## [Problem]
Leave out the images and output the records word for word.

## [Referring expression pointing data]
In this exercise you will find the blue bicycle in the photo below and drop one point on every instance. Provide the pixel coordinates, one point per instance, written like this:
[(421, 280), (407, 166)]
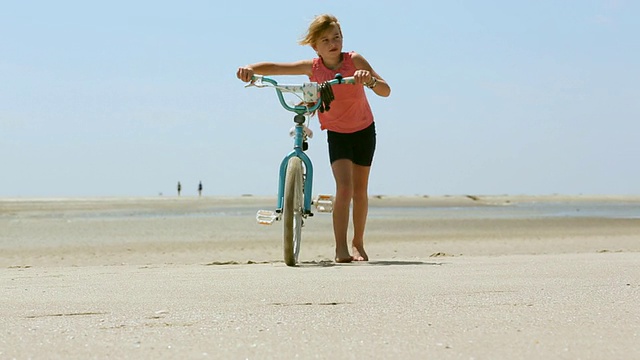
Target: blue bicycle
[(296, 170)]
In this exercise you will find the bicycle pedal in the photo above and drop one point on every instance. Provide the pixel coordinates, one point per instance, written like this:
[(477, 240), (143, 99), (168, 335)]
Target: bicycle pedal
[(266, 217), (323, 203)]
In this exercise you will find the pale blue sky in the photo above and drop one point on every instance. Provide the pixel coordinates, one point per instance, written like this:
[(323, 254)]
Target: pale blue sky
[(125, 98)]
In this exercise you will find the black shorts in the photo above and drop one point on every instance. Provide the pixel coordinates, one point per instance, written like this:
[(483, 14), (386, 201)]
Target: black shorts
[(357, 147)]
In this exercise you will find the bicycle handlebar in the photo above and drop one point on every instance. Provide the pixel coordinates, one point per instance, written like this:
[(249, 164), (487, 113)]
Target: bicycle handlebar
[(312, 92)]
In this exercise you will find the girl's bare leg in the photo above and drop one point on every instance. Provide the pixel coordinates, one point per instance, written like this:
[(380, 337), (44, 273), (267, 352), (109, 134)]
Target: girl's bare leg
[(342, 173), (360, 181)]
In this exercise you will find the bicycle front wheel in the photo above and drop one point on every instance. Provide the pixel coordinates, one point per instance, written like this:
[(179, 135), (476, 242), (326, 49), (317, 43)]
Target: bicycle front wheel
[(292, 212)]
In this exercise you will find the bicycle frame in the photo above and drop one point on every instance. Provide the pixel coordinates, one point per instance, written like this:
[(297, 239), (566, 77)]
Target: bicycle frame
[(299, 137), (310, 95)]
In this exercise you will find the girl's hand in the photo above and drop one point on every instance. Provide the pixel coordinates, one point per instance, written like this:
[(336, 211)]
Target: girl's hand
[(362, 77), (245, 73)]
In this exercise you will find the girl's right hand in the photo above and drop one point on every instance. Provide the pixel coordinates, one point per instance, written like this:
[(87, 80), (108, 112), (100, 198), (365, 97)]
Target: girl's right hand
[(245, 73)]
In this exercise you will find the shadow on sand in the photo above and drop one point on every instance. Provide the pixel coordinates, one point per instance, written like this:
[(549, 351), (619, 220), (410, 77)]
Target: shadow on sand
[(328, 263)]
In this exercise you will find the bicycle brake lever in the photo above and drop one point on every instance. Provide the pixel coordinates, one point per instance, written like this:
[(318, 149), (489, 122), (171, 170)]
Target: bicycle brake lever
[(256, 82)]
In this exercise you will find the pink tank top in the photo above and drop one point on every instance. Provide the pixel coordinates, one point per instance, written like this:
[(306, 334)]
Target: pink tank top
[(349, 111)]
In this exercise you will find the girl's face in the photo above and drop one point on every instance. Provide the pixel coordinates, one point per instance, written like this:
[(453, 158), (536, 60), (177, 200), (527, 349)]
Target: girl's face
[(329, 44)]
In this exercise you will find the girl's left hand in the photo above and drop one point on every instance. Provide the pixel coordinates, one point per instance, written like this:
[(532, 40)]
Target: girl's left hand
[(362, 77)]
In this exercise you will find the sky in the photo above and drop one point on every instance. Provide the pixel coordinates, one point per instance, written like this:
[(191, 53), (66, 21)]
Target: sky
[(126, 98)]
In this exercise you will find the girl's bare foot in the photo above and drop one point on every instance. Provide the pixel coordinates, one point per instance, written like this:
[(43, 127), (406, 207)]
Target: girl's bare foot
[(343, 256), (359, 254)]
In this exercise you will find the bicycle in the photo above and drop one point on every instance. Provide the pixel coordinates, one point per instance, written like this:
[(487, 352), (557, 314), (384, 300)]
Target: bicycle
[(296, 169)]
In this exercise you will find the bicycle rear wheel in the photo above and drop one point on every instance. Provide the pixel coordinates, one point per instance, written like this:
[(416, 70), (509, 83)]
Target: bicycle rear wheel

## [Answer to this exercise]
In this exercise you will find the blue bicycle in the photo below and drop one point on every instance. Provide the pixel coordinates, one point per instance, written like this:
[(421, 280), (407, 166)]
Target: blue bicycle
[(296, 170)]
In this exercise you will find the bicycle pedal in the photo above and drop one point on every instance. Provide the pixel coordinates, one point per instance, written like this:
[(477, 240), (143, 99), (168, 335)]
Target: bicycle pedal
[(266, 217), (323, 203)]
In this exercise you will find the pale blue sky in the photo above and drop one point on every instance. Provide the pixel coordinates, one point per instance, written like this:
[(323, 254)]
Target: pale blue sky
[(125, 98)]
In this exercise you will find the black shorts in the photo above and drop one point on every instance. Provide the pixel coordinates, one point per instance, written like this:
[(483, 14), (386, 201)]
Target: black shorts
[(357, 147)]
In this exercise you will find the bicycle handlebar in the photo above and drop one point on every instance. Provide the pixel coordinates, one point per instance, written like this:
[(249, 164), (487, 113)]
Target: bicycle handlebar
[(312, 92)]
In this exercise you will find the girl's bare leg in the photo above and drop one point on every instance. Provide the pixel coordinates, one point per instance, written like this:
[(380, 337), (44, 273), (267, 352), (109, 134)]
Target: girl's bare leg
[(342, 173), (360, 181)]
In this exercise you will find the bicycle front wheel in the photo above and drop one point on every instance. Provide the pixel coordinates, one point per instance, written like this:
[(179, 135), (476, 242), (326, 49), (317, 43)]
Target: bicycle front wheel
[(292, 212)]
In this exercise you will find the bicycle frame in the photo above and drop one point on every instance. Provide the pixel coordinates, one point per instance, written like this:
[(297, 239), (566, 77)]
Target: bicycle frame
[(299, 137), (310, 95)]
In this exercise you will find the girl's hand in the photo above and drop one point on every instance. Provide the pixel coordinates, one point per instance, written like this:
[(336, 211)]
Target: girl's hand
[(362, 77), (245, 73)]
In this exercise you will find the girl's right hand in the photo above and drop one point on every instance. Provide the pixel coordinates, one point per instance, written like this:
[(87, 80), (108, 112), (100, 198), (365, 97)]
Target: girl's right hand
[(245, 73)]
In this exercise you will find the shadow on sand in the photo above and drop one point on every instance. Provide the pixel coordinates, one point per instance, written like this:
[(549, 351), (619, 220), (410, 77)]
Target: shadow on sand
[(328, 263)]
In this exercise you will find the bicycle brake lever in the photo above and drop one point on every instance. Provide the pixel coordinates, one point per instance, written like this:
[(318, 149), (489, 122), (171, 170)]
Target: bicycle brake lever
[(256, 82)]
In this exercise you will find the pink tank top in the photo above and drop one point on every instance. Provide the pixel coordinates, one point per instance, written like this:
[(306, 334)]
Target: pink tank top
[(349, 111)]
In this exercise you will find the girl's face in the photo above and drop one point on every instance. Provide the pixel coordinates, one point per instance, written like this:
[(453, 158), (536, 60), (177, 200), (527, 349)]
Target: girl's face
[(329, 44)]
In this exercise you will find the girl's left hand in the photo above and drop one point on every instance. Provide the pixel coordinates, one point per instance, written like this:
[(532, 40)]
Target: girl's left hand
[(362, 77)]
In this exercise you will find the sky in the photo above and drop one point on every instance. Provide the pixel coordinates, one point per instance, written like this:
[(191, 53), (66, 21)]
Target: sky
[(126, 98)]
In this exercise you will find the girl's bare foot in the photo above and drop one point on every instance. Provide the pixel coordinates, one point per instance, written like this:
[(43, 127), (406, 207)]
Target: girl's bare foot
[(343, 256), (359, 254)]
In this exercise you will find the bicycle in the photo above and drop one point on every instance. Provide the pixel coordinates, one point per instance, written like this:
[(487, 352), (557, 314), (384, 300)]
Target: bicycle
[(296, 169)]
In this exercise you will find the bicycle rear wheel in the photo above and drop one point on every instance. Provide the pixel coordinates, one point per instance, written like this:
[(416, 70), (509, 83)]
Target: bicycle rear wheel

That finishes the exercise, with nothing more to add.